■ **Short problem**: Copy every line of the records below word for word, leaving out the pictures.

-- BEGIN Provided entries --

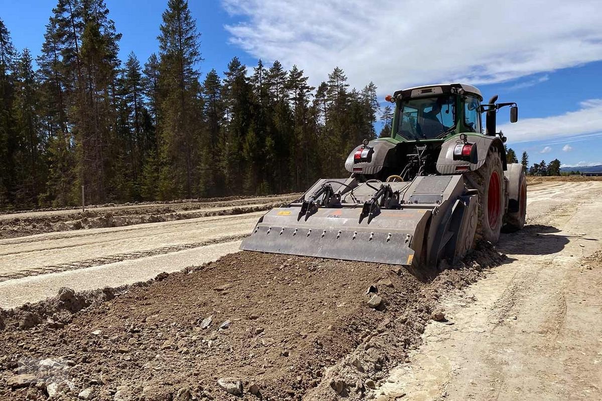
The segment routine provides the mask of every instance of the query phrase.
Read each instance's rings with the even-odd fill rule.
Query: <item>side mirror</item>
[[[510,122],[516,123],[518,121],[518,106],[512,106],[510,108]]]

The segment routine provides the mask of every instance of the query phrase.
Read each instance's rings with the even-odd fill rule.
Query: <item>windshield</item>
[[[453,129],[456,105],[449,95],[403,100],[397,133],[410,139],[433,139]]]

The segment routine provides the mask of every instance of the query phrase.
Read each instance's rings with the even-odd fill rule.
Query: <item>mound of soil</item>
[[[439,295],[504,257],[482,246],[454,269],[412,274],[241,252],[126,290],[63,289],[2,312],[0,398],[371,398],[424,326],[445,321]]]

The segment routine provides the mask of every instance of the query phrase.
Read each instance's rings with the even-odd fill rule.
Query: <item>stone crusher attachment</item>
[[[453,259],[472,243],[477,197],[461,176],[320,180],[298,201],[264,215],[241,248],[394,265]]]
[[[495,113],[461,84],[398,91],[391,137],[364,140],[347,179],[318,180],[303,197],[262,216],[241,249],[436,266],[463,257],[476,239],[495,242],[502,225],[524,224],[526,180],[506,162]],[[487,127],[481,130],[481,113]]]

-- END Provided entries --

■ **Correct result**:
The segment routine provides the mask of every instance of the query phrase.
Read each instance's rings with the even-odd fill rule.
Query: <item>side mirror</item>
[[[510,122],[516,123],[518,121],[518,106],[512,106],[510,108]]]

The segment routine provides the mask of every instance of the query phrase.
Read each instance's rings with the even-odd fill rule.
Query: <item>windshield</item>
[[[453,129],[456,105],[449,95],[403,100],[397,133],[410,139],[433,139]]]

The segment routine provides the mask of every instance of the query phrase.
Read each instance's rings with the even-odd fill rule.
Query: <item>mound of soil</item>
[[[439,295],[504,257],[482,246],[454,269],[412,274],[241,252],[126,290],[63,289],[2,312],[0,398],[371,398],[424,326],[445,321]]]

The segment routine provides the mask of every instance of the query phrase.
Read each instance's rings with the even-odd fill rule.
Query: <item>stone crusher attachment</item>
[[[453,259],[472,243],[477,197],[461,176],[320,180],[298,201],[264,215],[241,248],[394,265]]]
[[[495,113],[461,84],[398,91],[391,137],[364,140],[347,179],[318,180],[303,197],[262,216],[241,249],[436,266],[463,257],[476,239],[495,242],[502,225],[524,224],[526,180],[506,162]],[[487,127],[481,130],[481,113]]]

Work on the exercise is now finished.